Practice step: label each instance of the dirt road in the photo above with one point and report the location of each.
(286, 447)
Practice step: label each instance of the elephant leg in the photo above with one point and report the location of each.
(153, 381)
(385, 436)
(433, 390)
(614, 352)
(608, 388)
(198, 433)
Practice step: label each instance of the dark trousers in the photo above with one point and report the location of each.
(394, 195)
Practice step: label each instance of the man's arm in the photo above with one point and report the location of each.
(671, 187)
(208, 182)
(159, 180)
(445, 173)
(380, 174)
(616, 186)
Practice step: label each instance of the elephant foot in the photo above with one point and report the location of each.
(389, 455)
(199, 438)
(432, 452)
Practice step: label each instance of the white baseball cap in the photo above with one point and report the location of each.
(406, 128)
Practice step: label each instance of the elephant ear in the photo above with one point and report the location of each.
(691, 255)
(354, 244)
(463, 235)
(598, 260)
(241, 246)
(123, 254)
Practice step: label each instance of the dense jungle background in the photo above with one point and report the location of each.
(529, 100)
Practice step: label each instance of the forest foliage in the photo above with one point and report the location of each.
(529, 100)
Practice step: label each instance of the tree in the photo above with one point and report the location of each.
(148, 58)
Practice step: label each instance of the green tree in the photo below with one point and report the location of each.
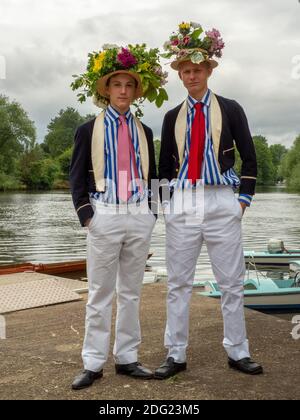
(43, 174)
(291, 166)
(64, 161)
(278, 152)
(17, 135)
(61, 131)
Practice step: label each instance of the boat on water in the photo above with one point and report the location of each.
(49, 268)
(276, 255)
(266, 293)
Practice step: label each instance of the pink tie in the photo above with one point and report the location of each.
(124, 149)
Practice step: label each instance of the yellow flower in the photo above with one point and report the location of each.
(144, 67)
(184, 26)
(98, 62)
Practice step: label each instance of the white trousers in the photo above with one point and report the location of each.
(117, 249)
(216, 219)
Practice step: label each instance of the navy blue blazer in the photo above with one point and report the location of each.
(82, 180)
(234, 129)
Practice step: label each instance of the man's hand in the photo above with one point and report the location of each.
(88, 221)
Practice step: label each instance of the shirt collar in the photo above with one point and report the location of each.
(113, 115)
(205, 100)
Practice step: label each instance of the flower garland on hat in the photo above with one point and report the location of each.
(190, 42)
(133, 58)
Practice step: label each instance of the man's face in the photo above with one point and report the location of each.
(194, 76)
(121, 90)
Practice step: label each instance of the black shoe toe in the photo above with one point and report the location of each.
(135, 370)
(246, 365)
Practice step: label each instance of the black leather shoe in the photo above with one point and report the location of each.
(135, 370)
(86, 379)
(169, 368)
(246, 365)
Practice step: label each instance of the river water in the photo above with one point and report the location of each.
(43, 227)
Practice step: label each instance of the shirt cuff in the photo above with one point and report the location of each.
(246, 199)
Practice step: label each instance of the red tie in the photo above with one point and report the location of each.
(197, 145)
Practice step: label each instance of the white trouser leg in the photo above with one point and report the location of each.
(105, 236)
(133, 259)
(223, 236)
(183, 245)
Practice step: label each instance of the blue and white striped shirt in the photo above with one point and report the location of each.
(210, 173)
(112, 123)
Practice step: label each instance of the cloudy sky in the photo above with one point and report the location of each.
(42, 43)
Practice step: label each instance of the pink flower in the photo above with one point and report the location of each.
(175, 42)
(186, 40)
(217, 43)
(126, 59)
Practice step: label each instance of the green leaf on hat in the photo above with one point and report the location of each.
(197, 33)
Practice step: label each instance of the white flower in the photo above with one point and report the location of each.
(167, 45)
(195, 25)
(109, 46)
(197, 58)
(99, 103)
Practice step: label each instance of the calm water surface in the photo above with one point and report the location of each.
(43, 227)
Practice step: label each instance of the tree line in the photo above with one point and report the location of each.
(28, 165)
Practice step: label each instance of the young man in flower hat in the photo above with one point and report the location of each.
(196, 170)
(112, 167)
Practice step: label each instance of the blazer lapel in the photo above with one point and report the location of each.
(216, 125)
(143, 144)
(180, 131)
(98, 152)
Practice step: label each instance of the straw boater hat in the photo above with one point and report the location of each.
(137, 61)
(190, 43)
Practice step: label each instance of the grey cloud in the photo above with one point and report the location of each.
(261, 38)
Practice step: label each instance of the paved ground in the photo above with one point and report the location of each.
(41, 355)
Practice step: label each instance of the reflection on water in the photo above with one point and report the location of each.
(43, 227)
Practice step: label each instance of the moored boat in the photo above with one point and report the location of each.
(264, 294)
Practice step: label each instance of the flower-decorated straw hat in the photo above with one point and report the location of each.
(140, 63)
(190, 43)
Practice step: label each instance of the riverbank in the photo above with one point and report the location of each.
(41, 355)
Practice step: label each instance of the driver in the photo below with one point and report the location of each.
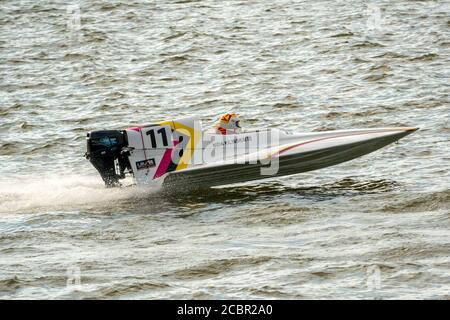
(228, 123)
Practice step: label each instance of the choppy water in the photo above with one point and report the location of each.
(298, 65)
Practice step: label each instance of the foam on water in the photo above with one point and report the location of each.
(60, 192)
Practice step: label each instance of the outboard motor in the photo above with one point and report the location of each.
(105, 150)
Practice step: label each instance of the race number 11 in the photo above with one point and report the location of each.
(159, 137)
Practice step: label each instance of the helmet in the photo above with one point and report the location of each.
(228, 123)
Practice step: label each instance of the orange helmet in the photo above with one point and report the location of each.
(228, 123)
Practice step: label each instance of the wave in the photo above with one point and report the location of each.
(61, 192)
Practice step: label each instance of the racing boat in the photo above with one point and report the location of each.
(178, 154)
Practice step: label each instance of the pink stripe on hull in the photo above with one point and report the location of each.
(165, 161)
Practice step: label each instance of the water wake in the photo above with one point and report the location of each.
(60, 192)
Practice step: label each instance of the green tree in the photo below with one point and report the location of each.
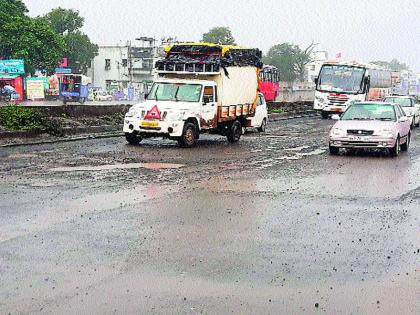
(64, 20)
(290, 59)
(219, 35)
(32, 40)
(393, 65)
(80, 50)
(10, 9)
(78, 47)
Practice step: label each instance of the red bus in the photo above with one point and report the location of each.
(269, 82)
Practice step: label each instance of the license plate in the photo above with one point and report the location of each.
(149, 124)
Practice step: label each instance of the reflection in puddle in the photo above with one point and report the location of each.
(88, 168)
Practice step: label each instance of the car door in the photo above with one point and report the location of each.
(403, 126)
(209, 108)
...
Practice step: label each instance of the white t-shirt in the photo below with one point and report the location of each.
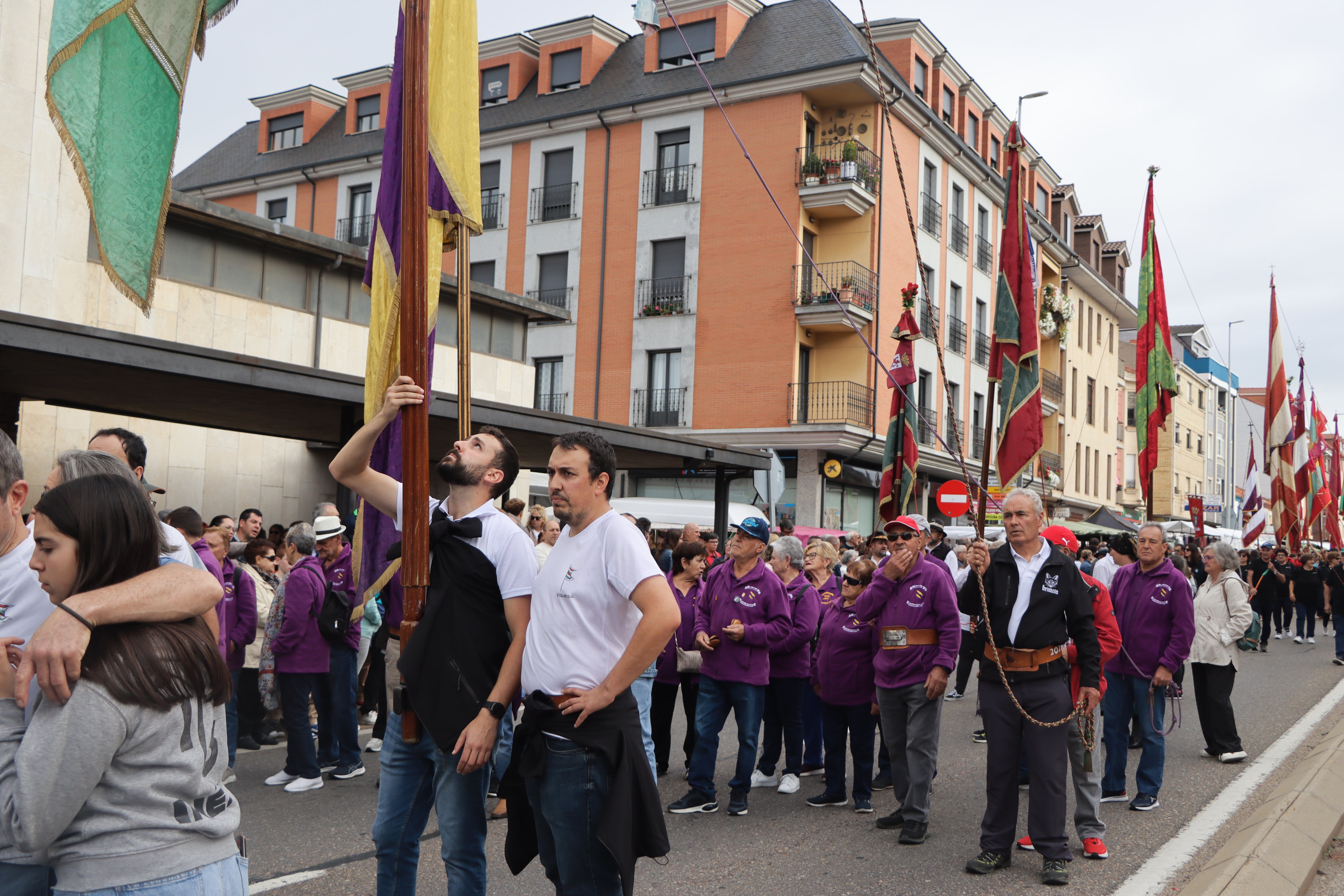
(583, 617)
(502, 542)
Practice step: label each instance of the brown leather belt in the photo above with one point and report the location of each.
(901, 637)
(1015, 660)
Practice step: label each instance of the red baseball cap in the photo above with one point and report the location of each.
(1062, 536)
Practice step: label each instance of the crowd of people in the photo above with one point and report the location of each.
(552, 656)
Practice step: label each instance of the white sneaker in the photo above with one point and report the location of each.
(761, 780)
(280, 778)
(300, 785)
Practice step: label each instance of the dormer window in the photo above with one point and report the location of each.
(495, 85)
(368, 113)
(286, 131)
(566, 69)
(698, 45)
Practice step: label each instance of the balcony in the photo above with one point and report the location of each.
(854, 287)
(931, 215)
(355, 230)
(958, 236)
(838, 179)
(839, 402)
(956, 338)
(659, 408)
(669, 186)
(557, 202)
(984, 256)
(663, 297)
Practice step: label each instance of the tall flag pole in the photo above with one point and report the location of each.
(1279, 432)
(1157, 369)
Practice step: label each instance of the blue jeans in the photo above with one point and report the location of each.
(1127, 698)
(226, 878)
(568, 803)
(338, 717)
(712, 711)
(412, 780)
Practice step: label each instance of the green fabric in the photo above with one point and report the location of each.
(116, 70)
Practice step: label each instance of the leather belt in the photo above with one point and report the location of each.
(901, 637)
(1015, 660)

◆ Required task ◆
Show every line of the records above that contains the string "shoe". Case counts.

◆ Answer for this exercise ◆
Practice step: label each instance of the black shoe toe in the photo above with one point and report the location of each.
Practice step: label each instance of the black leather shoe in the photo above with one point and report the location of each.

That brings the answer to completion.